# GOV.UK structural network adjacency
We work through a tutorial to learn about key network metrics and statistics based on this [blog post](https://programminghistorian.org/en/lessons/exploring-and-analyzing-network-data-with-python#fnref:import). 

We will be using the [GOV.UK structural network adjacency list](https://ckan.publishing.service.gov.uk/dataset/gov-uk-structural-network-adjacency-list?utm_source=ckan) data for this tutorial. This shows the connections (edges) between source and sink pages (nodes).

This tutorial will take us through the basics of network visualisations and analysis using NetworkX and Python visualisation tools. The data itself doesn't matter so much, we are learning the principles of graph theory and `networkx` functionality.

For further ideas see the [list of algorithms](https://networkx.github.io/documentation/stable/reference/algorithms/index.html) available for use with networkx.

In [None]:
from IPython.core.interactiveshell import InteractiveShell
import community
import networkx as nx
import os
import pandas as pd

from holoviews.element.graphs import layout_nodes
import holoviews as hv
import holoviews.operation.datashader as hd

# Enable multiline outputs in this notebook
InteractiveShell.ast_node_interactivity = "all"

# Enable interactivity for plots
hv.extension("bokeh")

## Reading the data
Rather than use the method of reading in the data used in the Quaker tutorial, we will opt for an approach using pandas.

Make sure to [download the data]((https://ckan.publishing.service.gov.uk/dataset/gov-uk-structural-network-adjacency-list?utm_source=ckan)), and place it in the `data/processed_network` folder at the parent-level of this repository. Alternatively, read in the data directly from the internet.

In [None]:
# Define a relative path to the data
input_dir = os.path.join("..", "..", "data", "processed_network")
data_path = os.path.join(input_dir, "structural_network_adjacency_list_20190301.csv")
data_path

# Read in the data downloaded locally
df_edges = pd.read_csv(data_path)
df_edges

In [None]:
# Define the URL to the data
data_url = "https://assets.publishing.service.gov.uk/media/5cde7160ed915d439fafebef/structural_network_adjacency_list_20190301.csv"

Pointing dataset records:
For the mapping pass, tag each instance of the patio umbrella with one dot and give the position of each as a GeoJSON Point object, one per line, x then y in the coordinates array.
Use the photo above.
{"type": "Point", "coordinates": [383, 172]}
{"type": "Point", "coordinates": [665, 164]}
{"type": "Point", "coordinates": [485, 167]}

WHAT IS BEING ASKED.
Render this sentence from the GOV.UK network tutorial in Spanish: "This shows the connections (edges) between source and sink pages (nodes)."

RESPONSE.
Esto muestra las conexiones (aristas) entre las páginas de origen y de destino (nodos).